[Raw data]

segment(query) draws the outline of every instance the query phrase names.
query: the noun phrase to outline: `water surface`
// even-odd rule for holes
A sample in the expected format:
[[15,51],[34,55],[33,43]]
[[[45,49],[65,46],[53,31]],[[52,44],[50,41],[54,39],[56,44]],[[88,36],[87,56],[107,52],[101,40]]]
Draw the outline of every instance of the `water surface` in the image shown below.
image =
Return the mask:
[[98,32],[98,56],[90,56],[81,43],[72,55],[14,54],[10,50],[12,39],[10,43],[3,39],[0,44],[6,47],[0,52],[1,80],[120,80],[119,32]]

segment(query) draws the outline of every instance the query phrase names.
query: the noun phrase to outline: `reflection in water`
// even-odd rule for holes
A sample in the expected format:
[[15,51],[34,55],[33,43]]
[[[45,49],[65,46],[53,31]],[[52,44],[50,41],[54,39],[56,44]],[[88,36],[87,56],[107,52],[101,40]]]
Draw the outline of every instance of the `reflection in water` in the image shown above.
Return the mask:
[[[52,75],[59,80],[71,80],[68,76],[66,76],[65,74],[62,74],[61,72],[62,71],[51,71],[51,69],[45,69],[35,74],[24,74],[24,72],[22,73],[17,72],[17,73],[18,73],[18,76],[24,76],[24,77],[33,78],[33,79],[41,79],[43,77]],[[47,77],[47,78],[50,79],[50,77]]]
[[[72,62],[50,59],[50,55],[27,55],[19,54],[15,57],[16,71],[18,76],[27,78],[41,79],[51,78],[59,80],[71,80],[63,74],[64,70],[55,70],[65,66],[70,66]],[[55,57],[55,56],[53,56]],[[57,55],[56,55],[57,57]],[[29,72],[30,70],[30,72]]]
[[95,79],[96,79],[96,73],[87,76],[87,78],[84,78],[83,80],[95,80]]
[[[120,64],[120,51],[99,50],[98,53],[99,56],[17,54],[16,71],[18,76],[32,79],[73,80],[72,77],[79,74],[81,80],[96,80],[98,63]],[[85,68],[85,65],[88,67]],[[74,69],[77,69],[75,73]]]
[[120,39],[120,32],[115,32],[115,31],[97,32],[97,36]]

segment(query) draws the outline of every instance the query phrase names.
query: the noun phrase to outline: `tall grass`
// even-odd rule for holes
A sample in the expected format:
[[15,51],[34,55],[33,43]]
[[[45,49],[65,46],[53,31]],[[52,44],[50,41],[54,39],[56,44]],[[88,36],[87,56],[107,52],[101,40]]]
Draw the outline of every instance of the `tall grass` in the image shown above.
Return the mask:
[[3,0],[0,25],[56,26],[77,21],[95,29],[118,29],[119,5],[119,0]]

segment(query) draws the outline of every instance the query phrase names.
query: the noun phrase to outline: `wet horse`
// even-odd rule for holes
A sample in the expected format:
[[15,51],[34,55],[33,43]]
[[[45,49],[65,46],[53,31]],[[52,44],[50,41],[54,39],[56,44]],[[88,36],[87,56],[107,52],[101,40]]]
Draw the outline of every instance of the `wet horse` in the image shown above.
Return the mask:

[/Raw data]

* **Requirement**: Every line of the data above should be output exactly as written.

* **Result**:
segment(query) draws the outline of every instance the query phrase names.
query: the noun phrase to outline: `water surface`
// even-odd rule for holes
A sample in the expected format:
[[15,51],[34,55],[33,43]]
[[[45,49],[65,46],[53,31]],[[52,44],[50,41],[54,39],[56,44]],[[88,36],[87,56],[107,52],[101,40]]]
Draw the outline of every instance of the `water surface` in the image shown below.
image =
Return the mask:
[[98,32],[98,56],[90,56],[81,43],[72,55],[14,54],[10,50],[12,39],[10,43],[3,39],[0,44],[6,47],[0,52],[1,80],[120,80],[119,32]]

segment(query) draws the outline of every instance the query phrase names.
query: the noun phrase to outline: `reflection in water`
// even-odd rule for holes
A sample in the expected format:
[[15,51],[34,55],[33,43]]
[[[45,49],[65,46],[53,31]],[[52,44],[50,41],[54,39],[56,44]],[[88,36],[87,56],[107,52],[101,40]]]
Draw the outline of every instance of the `reflection in water` in the image shown above.
Return the mask:
[[[52,75],[59,80],[71,80],[68,76],[66,76],[65,74],[62,74],[61,72],[62,71],[51,71],[51,69],[45,69],[35,74],[24,74],[24,72],[22,73],[17,72],[17,73],[18,73],[18,76],[24,76],[24,77],[33,78],[33,79],[41,79],[43,77]],[[47,77],[47,78],[50,79],[50,77]]]
[[[72,62],[50,59],[50,55],[27,55],[19,54],[15,57],[16,71],[18,76],[27,78],[41,79],[51,78],[59,80],[71,80],[63,74],[64,70],[55,70],[65,66],[70,66]],[[55,57],[55,56],[53,56]],[[57,55],[56,55],[57,57]],[[29,72],[30,70],[30,72]]]
[[95,79],[96,79],[96,73],[87,76],[87,78],[84,78],[83,80],[95,80]]
[[[120,64],[120,51],[99,50],[98,53],[99,56],[17,54],[16,71],[18,76],[32,79],[73,80],[72,77],[79,74],[81,80],[96,80],[98,63]],[[85,68],[85,65],[88,67]],[[74,69],[77,69],[75,73]]]
[[120,39],[120,32],[115,32],[115,31],[97,32],[97,36]]

segment(query) draws the outline of every instance the query phrase names.
query: the noun phrase to outline: `tall grass`
// even-odd rule for holes
A sample in the expected format:
[[15,51],[34,55],[33,43]]
[[[45,49],[65,46],[53,31]],[[52,44],[50,41],[54,39],[56,44]],[[88,36],[87,56],[107,52],[101,40]]]
Draw the outline of every instance of the `tall grass` in the image shown above.
Return the mask:
[[3,0],[0,25],[56,26],[77,21],[95,29],[118,29],[119,5],[119,0]]

segment(query) draws the outline of every instance the query phrase names.
query: the noun phrase to outline: `wet horse`
// even-odd rule for holes
A sample in the expected format:
[[15,51],[34,55],[33,43]]
[[[45,49],[65,46],[53,31]],[[52,44],[50,41],[54,39],[56,44]],[[88,36],[87,56],[107,52],[101,40]]]
Draw the outline of every instance of the `wet horse` in the image shown above.
Return the mask:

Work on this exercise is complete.